Could you transcribe all of the entries below word for word? Leave the pictures out of your copy.
===
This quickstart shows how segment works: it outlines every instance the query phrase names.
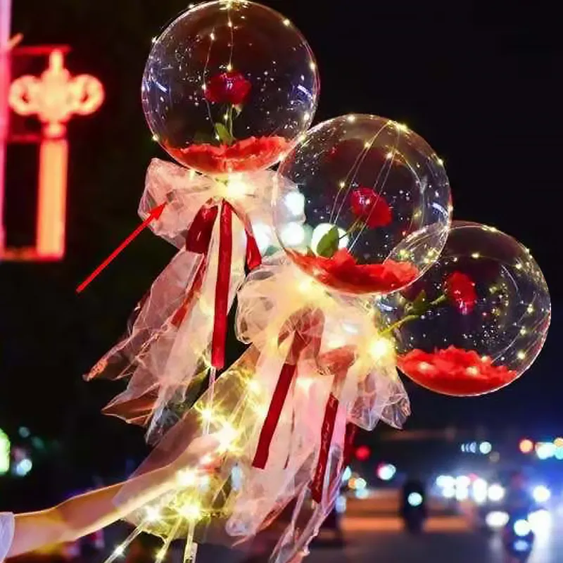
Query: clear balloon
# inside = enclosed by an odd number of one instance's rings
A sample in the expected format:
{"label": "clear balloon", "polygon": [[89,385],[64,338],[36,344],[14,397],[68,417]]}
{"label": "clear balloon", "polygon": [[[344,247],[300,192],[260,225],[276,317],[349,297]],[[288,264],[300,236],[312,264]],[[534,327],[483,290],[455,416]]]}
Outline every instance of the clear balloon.
{"label": "clear balloon", "polygon": [[317,65],[293,24],[246,0],[192,8],[153,42],[143,108],[178,162],[223,175],[275,164],[310,125]]}
{"label": "clear balloon", "polygon": [[493,227],[457,221],[438,262],[379,308],[397,339],[400,370],[431,391],[462,396],[521,375],[543,346],[551,315],[529,251]]}
{"label": "clear balloon", "polygon": [[274,222],[303,270],[348,293],[385,294],[436,260],[450,222],[441,160],[416,133],[350,115],[305,134],[280,165]]}

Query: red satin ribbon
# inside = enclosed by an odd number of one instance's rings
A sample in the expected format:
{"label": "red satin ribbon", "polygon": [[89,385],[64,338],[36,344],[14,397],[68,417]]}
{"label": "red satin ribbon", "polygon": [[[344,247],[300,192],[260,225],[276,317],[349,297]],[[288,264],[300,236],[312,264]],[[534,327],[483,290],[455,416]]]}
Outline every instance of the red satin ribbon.
{"label": "red satin ribbon", "polygon": [[344,438],[344,455],[342,456],[342,467],[346,467],[352,459],[354,452],[354,441],[356,439],[358,426],[353,422],[346,424],[346,436]]}
{"label": "red satin ribbon", "polygon": [[334,434],[334,423],[336,420],[336,413],[339,410],[339,400],[331,393],[327,401],[324,409],[324,419],[322,421],[321,429],[321,447],[319,453],[319,460],[317,462],[317,469],[315,476],[311,481],[311,498],[315,502],[322,500],[322,491],[324,488],[324,476],[327,473],[327,465],[329,462],[330,445],[332,443],[332,436]]}
{"label": "red satin ribbon", "polygon": [[274,390],[270,407],[262,426],[256,453],[252,462],[253,467],[263,469],[266,467],[270,455],[270,446],[282,415],[282,410],[287,398],[291,381],[297,371],[297,362],[301,353],[309,346],[312,348],[312,355],[315,358],[318,355],[324,324],[324,315],[320,310],[307,308],[291,315],[280,332],[279,338],[280,343],[289,336],[292,330],[293,340],[288,350],[286,362],[279,373],[276,388]]}
{"label": "red satin ribbon", "polygon": [[[203,255],[196,272],[194,282],[188,290],[182,304],[172,317],[172,322],[175,327],[179,327],[185,318],[203,284],[208,264],[209,247],[211,244],[213,227],[219,215],[219,203],[209,200],[202,205],[194,217],[186,235],[186,250]],[[233,249],[233,213],[243,224],[246,232],[246,260],[248,268],[253,270],[262,262],[260,250],[252,232],[252,225],[248,217],[228,201],[222,200],[219,225],[219,260],[215,284],[213,335],[211,341],[211,365],[217,369],[220,369],[224,365],[229,286]]]}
===
:: Completed task ::
This quickstart shows how segment works: it outlines every instance the query phrase names.
Query: clear balloon
# inside = enclosed by an odd number of one instance's rings
A sample in the expected format:
{"label": "clear balloon", "polygon": [[89,385],[64,338],[36,344],[14,397],[68,417]]}
{"label": "clear balloon", "polygon": [[[344,247],[300,192],[260,225],[276,317],[349,297]],[[288,264],[300,236],[312,264]],[[534,327],[483,290],[455,416]]]}
Outline every instance of the clear balloon.
{"label": "clear balloon", "polygon": [[317,65],[293,24],[246,0],[192,8],[153,42],[143,108],[178,162],[223,175],[275,164],[310,125]]}
{"label": "clear balloon", "polygon": [[493,227],[457,221],[438,262],[379,308],[397,339],[400,370],[431,391],[462,396],[521,375],[543,346],[551,315],[529,251]]}
{"label": "clear balloon", "polygon": [[274,222],[303,270],[348,293],[385,294],[436,260],[450,222],[441,160],[416,133],[350,115],[305,134],[280,165]]}

Query: red satin ribbon
# inside = enclosed by an odd number of one instance's rings
A sample in the expected format:
{"label": "red satin ribbon", "polygon": [[89,385],[64,338],[36,344],[14,397],[68,417]]}
{"label": "red satin ribbon", "polygon": [[[344,247],[300,192],[260,225],[276,317],[349,297]],[[288,264],[300,236],[312,264]],[[534,327],[483,290],[455,416]]]}
Outline every instance of the red satin ribbon.
{"label": "red satin ribbon", "polygon": [[344,438],[344,455],[342,456],[342,467],[346,467],[352,459],[354,452],[354,441],[356,439],[358,426],[353,422],[346,424],[346,436]]}
{"label": "red satin ribbon", "polygon": [[334,434],[334,423],[336,420],[336,413],[339,410],[339,400],[331,393],[327,401],[324,409],[324,419],[322,421],[321,429],[321,447],[319,453],[319,460],[317,462],[317,469],[315,476],[311,481],[311,498],[315,502],[322,500],[322,491],[324,488],[324,476],[327,473],[327,465],[329,462],[330,445],[332,443],[332,436]]}
{"label": "red satin ribbon", "polygon": [[274,390],[270,407],[262,426],[256,453],[252,462],[253,467],[263,469],[266,467],[270,455],[270,446],[282,415],[282,410],[287,398],[291,381],[297,371],[297,362],[301,353],[309,346],[312,348],[312,355],[315,358],[318,355],[324,324],[324,315],[320,310],[307,308],[291,315],[280,332],[279,338],[280,343],[289,336],[292,330],[293,340],[288,350],[286,362],[279,373],[276,388]]}
{"label": "red satin ribbon", "polygon": [[[203,255],[196,272],[194,282],[188,290],[182,304],[172,317],[172,322],[175,327],[179,327],[185,318],[203,284],[208,264],[209,247],[211,244],[213,227],[219,215],[219,203],[209,200],[202,205],[194,217],[186,235],[186,250]],[[233,249],[233,213],[243,224],[246,232],[246,260],[248,268],[253,270],[262,262],[260,250],[252,232],[252,225],[248,217],[228,201],[222,200],[219,225],[219,260],[215,284],[213,335],[211,341],[211,365],[217,369],[220,369],[224,365],[229,286]]]}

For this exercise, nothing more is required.